=== EXERCISE PROMPT ===
Restate the whole listing exactly.

=== INFORMATION SHOWN ===
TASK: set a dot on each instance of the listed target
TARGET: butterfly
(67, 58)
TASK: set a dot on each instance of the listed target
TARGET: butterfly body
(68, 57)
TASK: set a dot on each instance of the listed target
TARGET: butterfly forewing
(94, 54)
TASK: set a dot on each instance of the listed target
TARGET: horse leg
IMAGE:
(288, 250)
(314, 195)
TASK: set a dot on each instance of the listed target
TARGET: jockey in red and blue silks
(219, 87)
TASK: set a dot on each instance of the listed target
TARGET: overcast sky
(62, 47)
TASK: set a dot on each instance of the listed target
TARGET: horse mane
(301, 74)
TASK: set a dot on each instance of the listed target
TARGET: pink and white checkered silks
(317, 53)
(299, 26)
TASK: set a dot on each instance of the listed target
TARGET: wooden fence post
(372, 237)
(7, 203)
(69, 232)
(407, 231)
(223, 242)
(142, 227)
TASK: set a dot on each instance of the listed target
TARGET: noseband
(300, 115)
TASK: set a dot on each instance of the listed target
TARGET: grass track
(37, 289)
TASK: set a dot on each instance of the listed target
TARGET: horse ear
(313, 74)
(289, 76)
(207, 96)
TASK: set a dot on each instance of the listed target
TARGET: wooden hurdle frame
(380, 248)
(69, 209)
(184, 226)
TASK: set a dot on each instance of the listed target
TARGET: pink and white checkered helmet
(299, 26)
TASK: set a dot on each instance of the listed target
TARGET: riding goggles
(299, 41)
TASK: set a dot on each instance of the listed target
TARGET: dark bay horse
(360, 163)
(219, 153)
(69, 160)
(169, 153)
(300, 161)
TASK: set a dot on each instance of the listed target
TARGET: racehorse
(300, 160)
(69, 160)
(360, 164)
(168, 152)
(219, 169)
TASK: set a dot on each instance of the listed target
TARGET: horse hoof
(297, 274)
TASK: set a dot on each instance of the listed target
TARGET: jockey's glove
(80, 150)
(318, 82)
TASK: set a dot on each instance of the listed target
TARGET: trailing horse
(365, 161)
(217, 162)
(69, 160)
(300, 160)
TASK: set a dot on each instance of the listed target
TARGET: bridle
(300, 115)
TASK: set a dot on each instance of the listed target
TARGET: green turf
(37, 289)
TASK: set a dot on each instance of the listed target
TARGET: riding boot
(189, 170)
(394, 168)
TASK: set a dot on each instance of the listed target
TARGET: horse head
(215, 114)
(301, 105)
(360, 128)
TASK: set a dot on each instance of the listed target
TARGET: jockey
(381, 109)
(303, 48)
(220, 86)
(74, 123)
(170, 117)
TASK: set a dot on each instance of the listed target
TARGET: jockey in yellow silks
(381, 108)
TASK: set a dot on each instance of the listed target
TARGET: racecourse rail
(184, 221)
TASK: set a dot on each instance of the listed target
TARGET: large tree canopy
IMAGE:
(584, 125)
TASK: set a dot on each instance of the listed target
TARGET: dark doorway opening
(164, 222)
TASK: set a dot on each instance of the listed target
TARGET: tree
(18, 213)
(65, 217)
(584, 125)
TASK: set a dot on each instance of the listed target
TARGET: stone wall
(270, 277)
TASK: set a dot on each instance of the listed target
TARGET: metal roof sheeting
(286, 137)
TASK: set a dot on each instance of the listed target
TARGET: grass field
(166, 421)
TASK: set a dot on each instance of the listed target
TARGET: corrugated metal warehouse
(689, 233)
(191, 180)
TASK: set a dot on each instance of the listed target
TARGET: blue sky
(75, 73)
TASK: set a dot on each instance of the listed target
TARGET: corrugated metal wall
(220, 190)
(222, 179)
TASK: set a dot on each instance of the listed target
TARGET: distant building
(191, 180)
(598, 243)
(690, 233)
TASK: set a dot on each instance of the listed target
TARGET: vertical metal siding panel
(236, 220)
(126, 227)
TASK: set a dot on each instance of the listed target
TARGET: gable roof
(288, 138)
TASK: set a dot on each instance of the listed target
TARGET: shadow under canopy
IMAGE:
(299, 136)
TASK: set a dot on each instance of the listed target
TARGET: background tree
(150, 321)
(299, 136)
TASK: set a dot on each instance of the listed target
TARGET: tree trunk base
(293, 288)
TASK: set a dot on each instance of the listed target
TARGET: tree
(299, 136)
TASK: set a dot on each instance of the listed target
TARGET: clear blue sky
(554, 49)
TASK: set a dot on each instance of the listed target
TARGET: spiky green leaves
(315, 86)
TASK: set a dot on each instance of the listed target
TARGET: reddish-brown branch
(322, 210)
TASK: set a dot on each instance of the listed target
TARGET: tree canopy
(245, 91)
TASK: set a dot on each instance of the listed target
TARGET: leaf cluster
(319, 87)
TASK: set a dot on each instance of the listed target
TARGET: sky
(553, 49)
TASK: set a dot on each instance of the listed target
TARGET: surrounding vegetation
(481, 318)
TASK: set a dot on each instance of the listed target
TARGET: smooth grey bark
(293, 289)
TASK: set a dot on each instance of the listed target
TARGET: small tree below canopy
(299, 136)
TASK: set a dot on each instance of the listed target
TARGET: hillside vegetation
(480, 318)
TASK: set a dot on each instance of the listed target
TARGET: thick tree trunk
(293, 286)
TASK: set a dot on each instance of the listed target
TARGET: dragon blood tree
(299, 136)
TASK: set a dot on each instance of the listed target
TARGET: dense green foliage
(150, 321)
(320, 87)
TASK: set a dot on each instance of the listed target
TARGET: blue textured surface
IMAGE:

=== TASK ANSWER ===
TASK: set a dot on each instance of the listed target
TARGET: butterfly
(67, 58)
TASK: set a dot on each instance of the listed target
TARGET: butterfly body
(68, 57)
TASK: set a dot on each instance of the listed target
TARGET: butterfly forewing
(94, 54)
TASK: set a dot on each instance of the listed target
TARGET: horse leg
IMAGE:
(288, 250)
(314, 195)
TASK: set a dot on each instance of the listed target
TARGET: jockey in red and blue silks
(219, 87)
TASK: set a dot on each instance of the listed target
TARGET: overcast sky
(62, 47)
TASK: set a dot on each instance of the listed target
TARGET: horse mane
(301, 74)
TASK: set a dot on each instance of the listed target
TARGET: pink and white checkered silks
(317, 53)
(299, 26)
TASK: set a dot on each instance of the listed target
TARGET: wooden fence post
(372, 237)
(7, 203)
(69, 232)
(407, 231)
(223, 242)
(142, 227)
TASK: set a dot on each instance of the listed target
TARGET: noseband
(300, 115)
TASK: set a dot on each instance of the listed target
TARGET: grass track
(37, 289)
TASK: set a dot on each instance of the listed target
TARGET: horse ear
(313, 74)
(289, 76)
(207, 96)
TASK: set a dot on each instance of the listed target
TARGET: wooden hurdle frame
(380, 248)
(69, 209)
(184, 226)
TASK: set a dot on each instance of the listed target
TARGET: pink and white checkered helmet
(299, 26)
TASK: set a dot on each instance of the listed target
TARGET: riding goggles
(299, 41)
TASK: set a dot on each instance of the listed target
TARGET: dark bay horse
(360, 163)
(219, 153)
(69, 160)
(169, 153)
(300, 161)
TASK: set a dot on each instance of the listed target
TARGET: racehorse
(300, 160)
(69, 160)
(360, 164)
(168, 152)
(219, 169)
TASK: set a dot on each instance of the listed target
TARGET: horse hoof
(297, 274)
TASK: set a dot on each instance of the listed target
TARGET: jockey's glove
(80, 150)
(318, 82)
TASK: set a dot on each instance of the listed target
TARGET: trailing horse
(365, 161)
(217, 162)
(69, 160)
(300, 160)
TASK: set a dot on each instance of the listed target
TARGET: bridle
(300, 115)
TASK: set a dot on each instance of the listed target
TARGET: green turf
(37, 289)
TASK: set a dot on each instance of the listed target
TARGET: riding boot
(189, 170)
(394, 168)
TASK: set a dot on each instance of the listed target
TARGET: horse head
(215, 114)
(301, 105)
(360, 128)
TASK: set a dot on each instance of the listed target
TARGET: jockey
(381, 109)
(303, 48)
(220, 86)
(74, 123)
(170, 117)
TASK: set a dot on each instance of the listed target
TARGET: jockey in yellow silks
(381, 108)
TASK: set a dot on each instance of the listed target
TARGET: racecourse rail
(184, 221)
TASK: set a dot on each instance of the listed target
TARGET: large tree canopy
IMAGE:
(584, 125)
TASK: set a dot on each instance of the listed target
TARGET: dark doorway opening
(164, 222)
TASK: set a dot on each instance of the listed target
TARGET: tree
(18, 213)
(65, 217)
(584, 125)
TASK: set a dot on each instance of the listed target
TARGET: stone wall
(270, 277)
TASK: set a dot on each instance of the listed target
TARGET: metal roof sheeting
(286, 137)
TASK: set a dot on each instance of the listed target
TARGET: grass field
(166, 421)
TASK: set a dot on each instance of the listed target
TARGET: corrugated metal warehouse
(689, 233)
(191, 180)
TASK: set a dot on each instance of the listed target
TARGET: blue sky
(75, 73)
TASK: set a dot on each instance of the listed target
TARGET: corrugated metal wall
(220, 190)
(222, 179)
TASK: set a dot on each instance of the listed target
TARGET: distant building
(191, 180)
(598, 243)
(690, 233)
TASK: set a dot on each instance of the listed target
TARGET: vertical metal siding panel
(236, 220)
(126, 227)
TASK: set a dot on each instance of the listed target
TARGET: gable roof
(288, 138)
TASK: set a dot on each instance of the listed target
TARGET: shadow under canopy
IMAGE:
(299, 136)
TASK: set a dot on each instance of the listed target
TARGET: background tree
(150, 321)
(299, 136)
TASK: set a dot on each instance of the listed target
TARGET: tree trunk base
(293, 288)
TASK: set a dot on each instance of the listed target
TARGET: tree
(299, 136)
TASK: set a dot on each instance of the listed target
TARGET: clear blue sky
(554, 49)
TASK: set a dot on each instance of the listed target
TARGET: spiky green leaves
(315, 86)
TASK: set a dot on each instance of the listed target
TARGET: reddish-brown branch
(322, 210)
TASK: set a dot on each instance of the listed target
TARGET: tree canopy
(245, 91)
TASK: set a dot on each instance of the listed target
TARGET: leaf cluster
(319, 87)
TASK: set a dot on each instance of the listed target
TARGET: sky
(553, 49)
TASK: set a dot on each instance of the listed target
TARGET: surrounding vegetation
(481, 318)
TASK: set a dot on each instance of the listed target
TARGET: smooth grey bark
(293, 289)
TASK: set a dot on each instance of the listed target
TARGET: small tree below canopy
(299, 136)
TASK: set a dot on each instance of the listed target
TARGET: hillside vegetation
(480, 318)
TASK: set a dot on each instance of the listed target
TARGET: thick tree trunk
(293, 286)
TASK: set a dot on each instance of the listed target
TARGET: dragon blood tree
(299, 136)
TASK: set a dot on each instance of the listed target
TARGET: dense green foliage
(150, 321)
(320, 87)
TASK: set a dot on each instance of the listed target
TARGET: blue textured surface
IMAGE:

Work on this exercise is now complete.